* START GIVEN DATA *
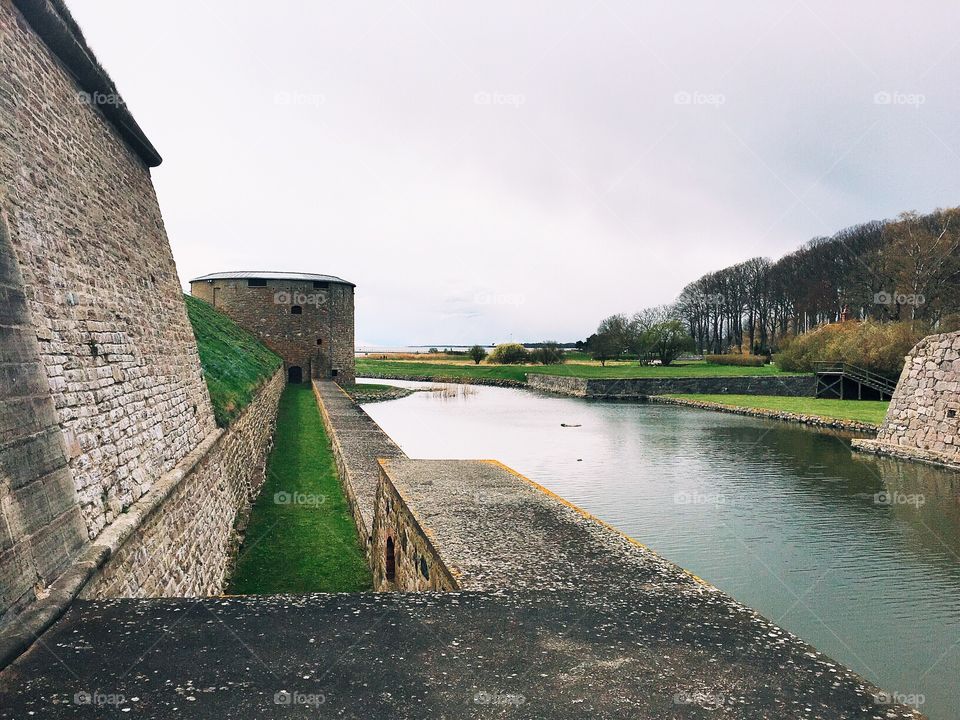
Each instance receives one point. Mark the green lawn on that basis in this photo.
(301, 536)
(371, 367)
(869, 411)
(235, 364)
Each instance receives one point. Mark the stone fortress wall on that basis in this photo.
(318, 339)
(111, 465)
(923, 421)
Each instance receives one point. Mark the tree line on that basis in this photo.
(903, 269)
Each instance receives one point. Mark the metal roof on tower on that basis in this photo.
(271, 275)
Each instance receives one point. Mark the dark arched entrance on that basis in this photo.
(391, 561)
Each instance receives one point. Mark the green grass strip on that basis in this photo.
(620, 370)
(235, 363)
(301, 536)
* END GIVEN DATA *
* START GIVEN DATA *
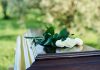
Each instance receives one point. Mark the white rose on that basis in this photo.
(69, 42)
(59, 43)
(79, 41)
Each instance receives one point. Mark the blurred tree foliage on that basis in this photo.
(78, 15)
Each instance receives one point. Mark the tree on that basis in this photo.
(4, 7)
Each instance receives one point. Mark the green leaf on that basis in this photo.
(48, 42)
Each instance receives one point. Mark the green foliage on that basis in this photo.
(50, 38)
* END GIVEN DATA *
* START GIVEN DATA *
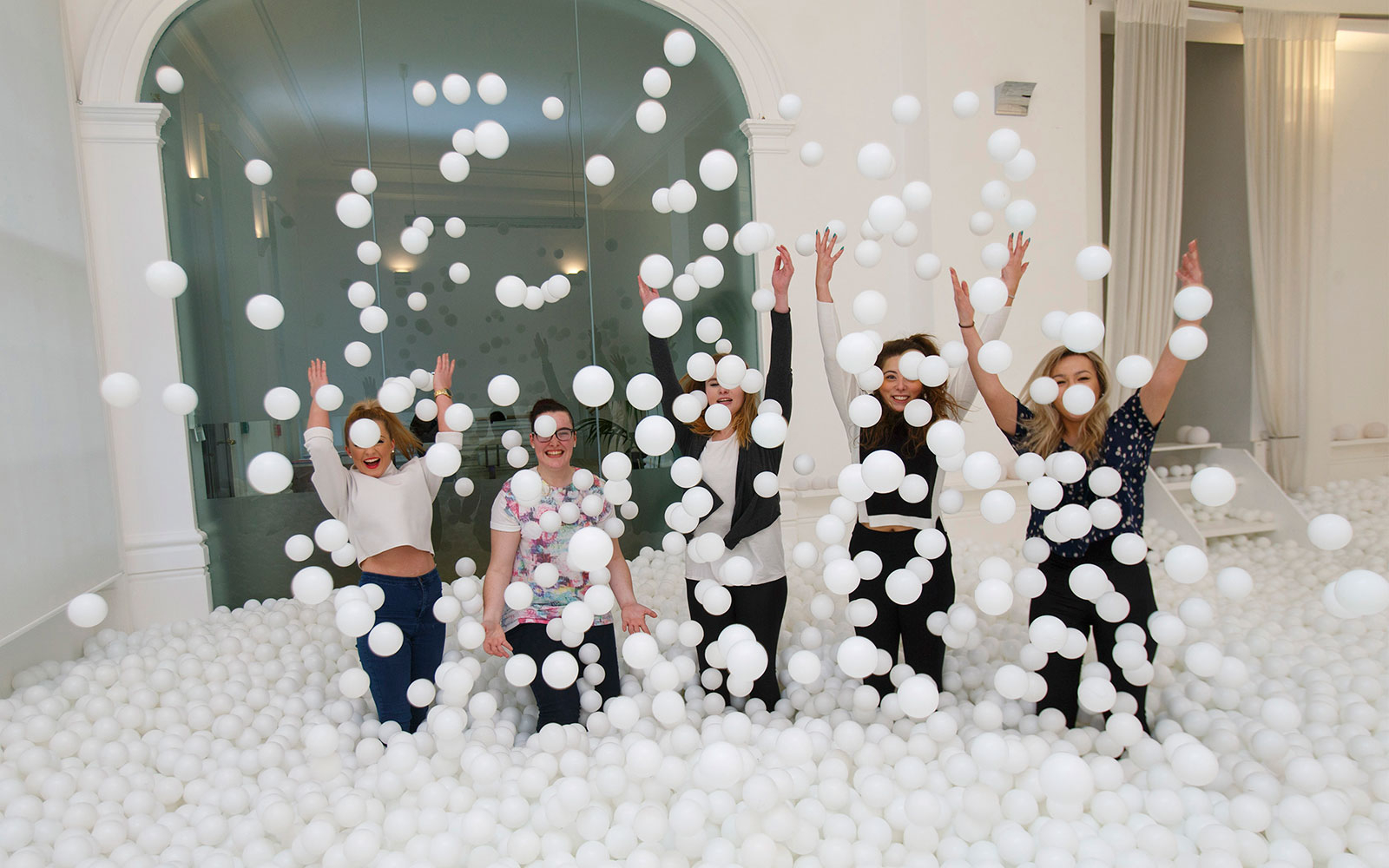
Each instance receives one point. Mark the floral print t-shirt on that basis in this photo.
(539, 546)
* END GIVEN DATA *
#### GOAL
List every line of the records above that contains the word "instance", copying each line in full.

#### TASK RESPONSE
Each instance receives one point. Mark the green lawn on that basis in this photo.
Each instance receives one point. Mark the stone fortress wall on that basis in this photo.
Each instance receives one point. Mark the tree line on that basis in this photo.
Each instance receives one point. Mark the metal roof on tower on that basis in this photo.
Each instance receives one point. Mark the dark arched entrance on that basis in this photo.
Each instance receives one point. Mark the green grass strip on that basis in this photo.
Each instance receives one point. Mark the white rose on that basis in this photo.
Each instance receives one point. Mark the blurred tree foliage on that basis in this photo.
Each instance receives one point. Mark the tree on that basis in this photo.
Each instance receives one point. Mark the green leaf on that basis in this photo.
Each instance receives one point. Mark the green foliage on that basis in this photo.
Each instance receives one point. Mark the floral print t-shirt on that basis in this photo.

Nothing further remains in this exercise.